Goal 1: According to the passage on Australia's National Electricity Market, why have governments come under increasing pressure to reform the NEM? Answer in one to three sentences.
Goal 2: Pick up the passage on Australia's National Electricity Market after its last sentence and keep writing.

Document text:
▽
National Electricity Market
The NEM is the largest electricity system in Australia comprising approximately 40,000km of transmission lines, around 9 million customers, and over 54,000MW of generating capacity with approximately A$16.6 billion worth of electricity traded each year. The NEM was established under the National Electricity Law (first passed in South Australia and then uniformly adopted in each jurisdiction) and commenced operation in 1998. The NEM is primarily governed by the National Electricity Rules.
The NEM is operated and regulated by the following independent bodies:
- Australian Energy Market Operator (AEMO) – market operator, market registrations;
- Australian Energy Market Commission (AEMC) – responsible for rule changes;
- Australian Energy Regulator (AER) – enforcement, retail and network licensing / exemptions, network revenue determinations; and
- Energy Security Board (ESB) –provides whole-of-system oversight of the NEM.
While many legal and regulatory aspects of the sector are governed by the National Electricity Law and the National Electricity Rules, certain key aspects can differ from State to State. These include planning and environmental approvals, transmission and distribution network licensing, retailer licensing (Victoria only) and generation licensing (other than NSW).
Participants in the NEM can be divided into three broad groups: generators, network service providers (i.e. transmission and distribution network operators) and market customers (i.e. electricity retailers). Most of the generators, network services providers and retailers in the NEM are now privately owned, however some level of Government ownership remains in each category. Large energy retailers in the NEM typically also own significant generation capacity, known as ‘gentailers’, however network services providers typically only hold transmission or distribution assets and do not participate in electricity generation or sale.
The retail price for electricity sold to consumers connected to the NEM is now largely ‘unregulated’ however a cap on the retail price for small customers on ‘default’ or ‘standing offer contracts’ has been re-introduced in Victoria, NSW, South Australia and South East Queensland. Further, electricity transportation costs (i.e. the charges that must be paid to network services providers) continue to be regulated by the AER in accordance with the National Electricity Rules.
The NEM itself is a gross power pool, in which the wholesale electricity price is determined for each region of the NEM (Queensland, New South Wales / Australian Capital Territory, Victoria, Tasmania and South Australia) every 5 minute trading interval.
To set this price, AEMO runs a reverse auction in the lead up to each trading interval and generators make offers (bids) to generate certain quantities during the trading interval at various prices. AEMO dispatches generation in the trading interval starting with the cheapest offer and moving through the bids until sufficient supply has been dispatched to meet demand.
The wholesale price for that trading interval will be the highest price that was bid by any generator that AEMO dispatched. The same wholesale price is received by all generators that were dispatched during the trading interval regardless of whether they bid a cheaper price. Currently the NEM wholesale price may range from -A$1,000/MWh to A$15,500/MWh in any trading interval. Consistent high market prices in recent years have resulted in increased pressure on governments to reform the NEM.
△
[Records drawn from a dataset]
▽
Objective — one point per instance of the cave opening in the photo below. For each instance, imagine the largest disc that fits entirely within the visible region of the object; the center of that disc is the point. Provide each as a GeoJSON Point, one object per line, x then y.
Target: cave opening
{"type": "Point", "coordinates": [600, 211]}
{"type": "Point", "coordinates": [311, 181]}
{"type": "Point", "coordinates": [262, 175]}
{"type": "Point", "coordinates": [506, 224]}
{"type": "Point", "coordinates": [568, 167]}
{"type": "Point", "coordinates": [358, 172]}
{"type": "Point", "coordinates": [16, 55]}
△
Exercise result 1: Governments face increasing pressure to reform the NEM because market prices have been consistently high in recent years.

Exercise result 2:
AEMO operates as a clearing house for settlement purposes by receiving from market customers (i.e. retailers) the wholesale price for all electricity consumed by their customers during the relevant trading interval and paying the wholesale price to all generators who generated electricity during the relevant trading interval.
Retailers generally charge their customers a fixed price for the electricity they consume. Retailers typically manage their exposure to the fluctuating wholesale electricity price by entering into hedges or other derivative contracts with other market participants or by purchasing electricity futures contracts.
The SWIS over which the WEM operates incorporates over 7,800 km of transmission lines, supplies about 18 terawatt hours of electricity each year has more than one million customers and 5,798MW of registered generation capacity, including 513 MW of non-scheduled generation. Unlike the NEM, the WEM is a net market (i.e. bilateral contracts between participants still play a large role) which trades both capacity (through its Reverse Capacity Mechanism) and electricity. AEMO is also system operator in the WEM.
When the NEM was established, the generation of electricity in the NEM was largely provided by coal and gas-fired generation. However, in the last decade this generation mix has been changing. One of the significant changes has been the halting of further development of coal-fired generation and a significant acceleration in the closure of major coal-fired power plants particularly in NSW and Victoria. At the same time, a number of gas-fired generators have been 'mothballed' as the result of significant increases in wholesale gas prices following the development of major LNG facilities in Queensland.
At the same time there has been a growing penetration of renewable energy in the NEM, predominantly from onshore wind and utility-scale solar PV plant. This growth has been supported by a number of State and Federal regulatory arrangements. More recently, storage technologies are being deployed to meet network system security and stability requirements as well as provide flexible ‘generation’.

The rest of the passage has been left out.